**Exercise task**
Convert everything in the listing below, from the line containing "of woman's face." down to the end of the listing, into a JSON list of strings with one string per line, omitting blank lines.

**Data to process**
○ ○ ○ ○ ○ ○ ○
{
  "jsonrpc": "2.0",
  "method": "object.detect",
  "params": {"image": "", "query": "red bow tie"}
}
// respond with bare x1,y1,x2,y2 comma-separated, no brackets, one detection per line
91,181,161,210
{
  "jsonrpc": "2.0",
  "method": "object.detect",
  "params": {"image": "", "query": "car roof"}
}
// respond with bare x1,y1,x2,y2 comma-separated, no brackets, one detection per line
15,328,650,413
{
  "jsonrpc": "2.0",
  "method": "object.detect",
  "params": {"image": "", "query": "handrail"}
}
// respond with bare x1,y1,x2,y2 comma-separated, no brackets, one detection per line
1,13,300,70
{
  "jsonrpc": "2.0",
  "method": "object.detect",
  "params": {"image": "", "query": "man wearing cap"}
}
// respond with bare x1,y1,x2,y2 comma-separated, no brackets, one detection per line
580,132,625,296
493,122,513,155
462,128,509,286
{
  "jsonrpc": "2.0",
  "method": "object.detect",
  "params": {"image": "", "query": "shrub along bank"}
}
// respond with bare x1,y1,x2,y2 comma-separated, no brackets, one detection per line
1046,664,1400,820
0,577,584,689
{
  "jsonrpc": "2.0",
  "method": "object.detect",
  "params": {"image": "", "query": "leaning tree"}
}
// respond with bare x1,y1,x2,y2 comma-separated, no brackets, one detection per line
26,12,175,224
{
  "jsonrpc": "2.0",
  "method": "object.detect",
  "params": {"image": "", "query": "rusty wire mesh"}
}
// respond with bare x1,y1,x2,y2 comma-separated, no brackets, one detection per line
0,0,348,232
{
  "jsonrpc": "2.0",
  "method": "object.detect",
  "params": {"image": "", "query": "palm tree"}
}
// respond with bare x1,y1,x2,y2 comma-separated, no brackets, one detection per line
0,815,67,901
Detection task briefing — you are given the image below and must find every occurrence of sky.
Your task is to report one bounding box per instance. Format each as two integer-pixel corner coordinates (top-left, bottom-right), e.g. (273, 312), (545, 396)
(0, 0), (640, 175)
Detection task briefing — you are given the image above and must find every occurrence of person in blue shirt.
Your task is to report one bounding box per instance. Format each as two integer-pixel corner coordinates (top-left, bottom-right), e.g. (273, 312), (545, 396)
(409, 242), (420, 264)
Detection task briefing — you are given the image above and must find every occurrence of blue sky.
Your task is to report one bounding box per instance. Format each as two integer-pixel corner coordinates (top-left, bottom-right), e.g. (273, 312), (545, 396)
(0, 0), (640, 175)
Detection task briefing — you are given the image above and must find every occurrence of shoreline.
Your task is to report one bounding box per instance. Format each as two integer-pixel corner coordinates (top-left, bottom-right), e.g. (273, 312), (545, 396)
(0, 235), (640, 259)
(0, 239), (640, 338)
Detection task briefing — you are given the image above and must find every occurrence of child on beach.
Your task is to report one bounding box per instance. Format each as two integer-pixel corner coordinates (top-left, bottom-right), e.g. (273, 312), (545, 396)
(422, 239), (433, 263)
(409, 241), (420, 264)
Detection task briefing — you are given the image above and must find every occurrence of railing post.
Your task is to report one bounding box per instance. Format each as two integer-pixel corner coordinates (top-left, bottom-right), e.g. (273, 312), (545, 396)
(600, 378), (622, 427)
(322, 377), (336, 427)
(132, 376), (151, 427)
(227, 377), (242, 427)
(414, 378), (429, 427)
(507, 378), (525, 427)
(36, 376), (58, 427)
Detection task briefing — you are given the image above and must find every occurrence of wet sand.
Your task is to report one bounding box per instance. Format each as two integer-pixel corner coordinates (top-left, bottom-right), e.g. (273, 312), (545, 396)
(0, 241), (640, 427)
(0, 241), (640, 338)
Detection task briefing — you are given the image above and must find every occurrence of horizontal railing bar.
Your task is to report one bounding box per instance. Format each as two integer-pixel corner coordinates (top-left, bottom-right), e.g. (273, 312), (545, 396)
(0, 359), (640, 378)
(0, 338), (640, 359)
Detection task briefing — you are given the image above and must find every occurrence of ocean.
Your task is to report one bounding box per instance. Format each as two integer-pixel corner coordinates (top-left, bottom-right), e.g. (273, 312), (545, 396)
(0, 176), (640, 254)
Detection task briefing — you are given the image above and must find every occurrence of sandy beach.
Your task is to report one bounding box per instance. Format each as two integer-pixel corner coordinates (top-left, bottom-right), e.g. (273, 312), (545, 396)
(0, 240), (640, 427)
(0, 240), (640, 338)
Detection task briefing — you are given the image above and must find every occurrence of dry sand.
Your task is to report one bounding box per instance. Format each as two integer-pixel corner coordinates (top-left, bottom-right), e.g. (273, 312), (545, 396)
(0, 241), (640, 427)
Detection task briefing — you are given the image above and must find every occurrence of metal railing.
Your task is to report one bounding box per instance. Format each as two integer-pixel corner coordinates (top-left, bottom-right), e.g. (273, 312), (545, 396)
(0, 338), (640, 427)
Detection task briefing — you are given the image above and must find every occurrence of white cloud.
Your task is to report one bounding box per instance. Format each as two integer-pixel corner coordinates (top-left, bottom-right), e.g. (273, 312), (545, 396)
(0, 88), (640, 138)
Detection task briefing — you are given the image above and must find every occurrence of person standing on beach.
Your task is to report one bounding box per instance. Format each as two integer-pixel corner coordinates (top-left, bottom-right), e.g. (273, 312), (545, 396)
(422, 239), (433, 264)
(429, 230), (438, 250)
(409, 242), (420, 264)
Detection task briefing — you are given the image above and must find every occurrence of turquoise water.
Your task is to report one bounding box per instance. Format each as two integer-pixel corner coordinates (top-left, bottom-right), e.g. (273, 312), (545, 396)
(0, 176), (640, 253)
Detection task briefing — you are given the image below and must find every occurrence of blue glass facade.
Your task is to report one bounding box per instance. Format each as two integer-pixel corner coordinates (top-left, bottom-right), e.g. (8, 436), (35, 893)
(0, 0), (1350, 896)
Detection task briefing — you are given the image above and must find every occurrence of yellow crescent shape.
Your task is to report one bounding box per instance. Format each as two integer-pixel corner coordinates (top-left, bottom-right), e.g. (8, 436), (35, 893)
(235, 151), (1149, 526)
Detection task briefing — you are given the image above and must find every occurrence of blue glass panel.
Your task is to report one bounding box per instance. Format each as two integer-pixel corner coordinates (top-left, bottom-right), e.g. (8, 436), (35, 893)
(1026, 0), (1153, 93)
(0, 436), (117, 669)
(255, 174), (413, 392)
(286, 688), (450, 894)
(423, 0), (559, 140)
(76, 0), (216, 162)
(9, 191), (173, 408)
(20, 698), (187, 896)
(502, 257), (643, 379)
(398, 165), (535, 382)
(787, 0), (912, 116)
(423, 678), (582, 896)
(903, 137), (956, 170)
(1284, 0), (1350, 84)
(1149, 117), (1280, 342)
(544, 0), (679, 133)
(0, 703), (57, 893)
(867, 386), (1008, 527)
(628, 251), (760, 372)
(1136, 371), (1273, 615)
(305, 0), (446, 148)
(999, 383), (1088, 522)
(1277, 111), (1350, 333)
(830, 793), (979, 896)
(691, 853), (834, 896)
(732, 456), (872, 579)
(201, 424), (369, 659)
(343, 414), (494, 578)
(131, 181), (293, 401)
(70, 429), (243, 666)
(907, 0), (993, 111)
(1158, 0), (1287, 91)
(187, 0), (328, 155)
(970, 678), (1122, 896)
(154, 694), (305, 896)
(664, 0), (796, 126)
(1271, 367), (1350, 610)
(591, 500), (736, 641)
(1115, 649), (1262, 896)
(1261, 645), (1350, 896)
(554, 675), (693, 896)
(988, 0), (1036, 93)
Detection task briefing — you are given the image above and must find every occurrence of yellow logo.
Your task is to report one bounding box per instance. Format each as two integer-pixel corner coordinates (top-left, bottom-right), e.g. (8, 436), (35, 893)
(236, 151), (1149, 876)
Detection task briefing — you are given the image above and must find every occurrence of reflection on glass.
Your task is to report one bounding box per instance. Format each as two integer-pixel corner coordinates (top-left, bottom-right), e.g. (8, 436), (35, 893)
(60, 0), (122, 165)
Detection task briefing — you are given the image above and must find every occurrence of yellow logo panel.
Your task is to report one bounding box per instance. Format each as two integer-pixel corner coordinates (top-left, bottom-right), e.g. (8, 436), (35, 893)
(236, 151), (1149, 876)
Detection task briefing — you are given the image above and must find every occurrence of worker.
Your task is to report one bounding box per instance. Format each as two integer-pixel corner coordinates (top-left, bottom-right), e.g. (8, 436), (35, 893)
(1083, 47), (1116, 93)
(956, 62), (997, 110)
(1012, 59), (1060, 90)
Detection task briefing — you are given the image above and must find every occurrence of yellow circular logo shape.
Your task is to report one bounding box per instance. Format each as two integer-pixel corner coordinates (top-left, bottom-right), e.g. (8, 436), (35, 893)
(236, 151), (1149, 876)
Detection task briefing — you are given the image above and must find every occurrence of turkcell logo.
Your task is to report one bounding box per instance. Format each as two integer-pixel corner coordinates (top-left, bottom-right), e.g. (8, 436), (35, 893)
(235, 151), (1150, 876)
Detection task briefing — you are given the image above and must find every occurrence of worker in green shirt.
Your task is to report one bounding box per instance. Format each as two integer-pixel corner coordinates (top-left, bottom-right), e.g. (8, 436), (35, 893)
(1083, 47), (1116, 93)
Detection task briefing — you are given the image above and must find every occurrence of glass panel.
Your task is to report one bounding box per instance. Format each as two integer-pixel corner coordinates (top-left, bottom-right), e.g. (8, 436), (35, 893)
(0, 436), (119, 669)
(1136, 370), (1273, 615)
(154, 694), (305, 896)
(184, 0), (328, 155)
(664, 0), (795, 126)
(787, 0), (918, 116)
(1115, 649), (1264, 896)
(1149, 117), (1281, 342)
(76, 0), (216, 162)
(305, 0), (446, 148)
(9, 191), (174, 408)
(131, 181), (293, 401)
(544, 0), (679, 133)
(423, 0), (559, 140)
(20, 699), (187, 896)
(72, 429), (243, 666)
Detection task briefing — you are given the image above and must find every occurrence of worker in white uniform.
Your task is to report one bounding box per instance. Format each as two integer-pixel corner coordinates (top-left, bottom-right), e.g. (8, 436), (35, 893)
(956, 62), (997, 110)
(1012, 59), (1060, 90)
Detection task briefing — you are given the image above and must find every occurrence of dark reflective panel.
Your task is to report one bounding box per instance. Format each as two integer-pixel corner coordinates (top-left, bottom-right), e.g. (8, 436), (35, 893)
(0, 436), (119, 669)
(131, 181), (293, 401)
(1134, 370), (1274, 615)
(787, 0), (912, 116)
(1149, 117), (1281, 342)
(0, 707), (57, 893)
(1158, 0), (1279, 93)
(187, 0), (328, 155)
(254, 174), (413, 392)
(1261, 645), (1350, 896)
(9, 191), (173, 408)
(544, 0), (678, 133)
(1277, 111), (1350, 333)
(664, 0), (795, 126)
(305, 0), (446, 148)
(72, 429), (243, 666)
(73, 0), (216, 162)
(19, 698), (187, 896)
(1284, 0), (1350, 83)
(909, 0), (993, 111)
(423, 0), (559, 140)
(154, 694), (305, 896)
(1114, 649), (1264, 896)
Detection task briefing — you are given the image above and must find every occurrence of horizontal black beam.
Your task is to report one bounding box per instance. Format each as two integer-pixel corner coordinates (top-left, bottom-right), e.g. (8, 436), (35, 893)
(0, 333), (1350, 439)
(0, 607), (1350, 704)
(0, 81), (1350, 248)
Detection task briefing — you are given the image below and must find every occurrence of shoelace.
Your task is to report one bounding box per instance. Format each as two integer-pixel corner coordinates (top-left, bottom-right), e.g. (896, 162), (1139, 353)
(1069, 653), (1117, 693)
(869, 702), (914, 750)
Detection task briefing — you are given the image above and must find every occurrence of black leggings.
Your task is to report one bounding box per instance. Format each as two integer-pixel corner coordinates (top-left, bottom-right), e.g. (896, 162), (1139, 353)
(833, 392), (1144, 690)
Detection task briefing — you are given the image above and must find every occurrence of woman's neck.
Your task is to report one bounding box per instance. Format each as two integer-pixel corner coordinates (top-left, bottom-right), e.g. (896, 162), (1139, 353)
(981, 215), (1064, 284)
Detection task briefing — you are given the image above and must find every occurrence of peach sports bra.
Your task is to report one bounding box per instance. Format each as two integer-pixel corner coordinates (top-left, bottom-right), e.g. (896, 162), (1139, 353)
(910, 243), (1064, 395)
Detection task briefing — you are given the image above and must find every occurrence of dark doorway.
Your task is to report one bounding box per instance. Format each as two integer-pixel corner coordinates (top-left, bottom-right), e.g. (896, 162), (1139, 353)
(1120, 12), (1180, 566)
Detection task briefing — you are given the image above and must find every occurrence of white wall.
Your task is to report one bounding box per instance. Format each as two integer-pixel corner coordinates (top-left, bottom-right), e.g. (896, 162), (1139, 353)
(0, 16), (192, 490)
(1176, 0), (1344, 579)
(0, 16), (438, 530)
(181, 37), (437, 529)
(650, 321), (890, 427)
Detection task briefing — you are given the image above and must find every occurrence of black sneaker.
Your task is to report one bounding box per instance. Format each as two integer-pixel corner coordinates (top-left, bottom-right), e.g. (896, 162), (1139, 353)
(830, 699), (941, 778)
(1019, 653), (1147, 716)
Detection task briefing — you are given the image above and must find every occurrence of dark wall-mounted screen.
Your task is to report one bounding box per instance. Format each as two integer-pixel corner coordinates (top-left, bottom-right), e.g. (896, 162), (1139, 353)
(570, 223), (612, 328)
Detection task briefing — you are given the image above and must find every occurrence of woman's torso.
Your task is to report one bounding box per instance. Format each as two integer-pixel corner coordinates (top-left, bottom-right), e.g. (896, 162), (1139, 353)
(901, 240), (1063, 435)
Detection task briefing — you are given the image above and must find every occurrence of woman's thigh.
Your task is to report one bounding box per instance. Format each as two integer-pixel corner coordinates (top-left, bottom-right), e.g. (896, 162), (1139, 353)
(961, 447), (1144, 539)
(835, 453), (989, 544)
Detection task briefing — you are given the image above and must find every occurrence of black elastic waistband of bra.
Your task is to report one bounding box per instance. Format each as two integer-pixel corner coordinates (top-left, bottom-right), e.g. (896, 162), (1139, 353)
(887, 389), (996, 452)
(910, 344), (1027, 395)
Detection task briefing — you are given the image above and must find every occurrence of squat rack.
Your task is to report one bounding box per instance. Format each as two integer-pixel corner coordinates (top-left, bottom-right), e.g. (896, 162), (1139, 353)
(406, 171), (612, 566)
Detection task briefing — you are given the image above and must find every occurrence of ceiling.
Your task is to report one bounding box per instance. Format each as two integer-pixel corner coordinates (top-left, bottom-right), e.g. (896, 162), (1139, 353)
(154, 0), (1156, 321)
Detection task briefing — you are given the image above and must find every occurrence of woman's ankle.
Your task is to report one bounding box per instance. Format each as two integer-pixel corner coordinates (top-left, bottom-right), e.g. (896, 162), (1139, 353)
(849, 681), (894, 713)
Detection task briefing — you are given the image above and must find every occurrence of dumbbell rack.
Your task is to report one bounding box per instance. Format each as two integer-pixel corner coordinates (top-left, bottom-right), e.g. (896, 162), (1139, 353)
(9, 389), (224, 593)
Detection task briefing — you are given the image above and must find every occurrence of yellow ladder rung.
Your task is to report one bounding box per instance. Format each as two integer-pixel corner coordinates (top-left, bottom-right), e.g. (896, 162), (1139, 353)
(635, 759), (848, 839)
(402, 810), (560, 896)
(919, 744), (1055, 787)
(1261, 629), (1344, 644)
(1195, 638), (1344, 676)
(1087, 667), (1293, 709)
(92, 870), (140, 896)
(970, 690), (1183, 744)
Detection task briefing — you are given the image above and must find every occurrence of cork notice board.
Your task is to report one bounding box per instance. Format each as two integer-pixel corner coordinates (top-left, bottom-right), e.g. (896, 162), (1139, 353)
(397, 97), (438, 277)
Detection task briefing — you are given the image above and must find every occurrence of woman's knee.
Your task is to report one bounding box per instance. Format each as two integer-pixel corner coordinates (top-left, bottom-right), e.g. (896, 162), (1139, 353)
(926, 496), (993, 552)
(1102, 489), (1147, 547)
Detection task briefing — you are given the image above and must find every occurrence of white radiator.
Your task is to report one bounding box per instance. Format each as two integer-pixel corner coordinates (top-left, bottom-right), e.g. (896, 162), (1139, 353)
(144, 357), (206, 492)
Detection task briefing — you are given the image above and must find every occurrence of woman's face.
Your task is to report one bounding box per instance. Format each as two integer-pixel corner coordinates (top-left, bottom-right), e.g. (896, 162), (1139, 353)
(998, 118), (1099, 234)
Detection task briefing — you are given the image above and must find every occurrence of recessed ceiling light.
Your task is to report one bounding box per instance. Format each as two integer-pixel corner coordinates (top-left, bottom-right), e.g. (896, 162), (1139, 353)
○ ○ ○ ○ ○ ○ ○
**Output for this task**
[
  "Detection task briefing — you are given the image above and must find every occurrence of woman's face.",
  "Your task is to report one bounding box per instance. Format each as two integer-pixel corner coordinates (top-left, bottom-right), e.g. (896, 162), (1139, 353)",
  "(998, 118), (1099, 234)",
  "Detection task briefing — you are given the image above and must find every occurrence of recessed ceiling light.",
  "Your task is to report one bounding box per instance. Format each as two integer-pixel corner coordinates (top-left, bottom-right), e.g. (896, 162), (1139, 353)"
]